DATASET EXCERPTS:
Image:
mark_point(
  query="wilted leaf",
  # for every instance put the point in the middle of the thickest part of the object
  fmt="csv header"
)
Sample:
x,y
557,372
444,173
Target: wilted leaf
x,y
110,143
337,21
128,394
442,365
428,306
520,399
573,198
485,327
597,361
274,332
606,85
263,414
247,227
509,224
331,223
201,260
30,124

GIVEN INSTRUCTION:
Rename "wilted leaf" to "dried leaf" everywhere it appears and reproduce the rows above with every other character unchanged.

SOLUTION:
Image:
mark_point(
  query="dried leaf",
  # for every instance put the point in the middle of the thickest part of the object
  fmt="csv header"
)
Sample:
x,y
557,372
444,173
Target: dried leaf
x,y
110,143
337,21
128,394
442,365
428,306
520,399
573,198
485,327
597,361
274,332
606,85
263,414
247,227
509,224
331,223
201,260
30,124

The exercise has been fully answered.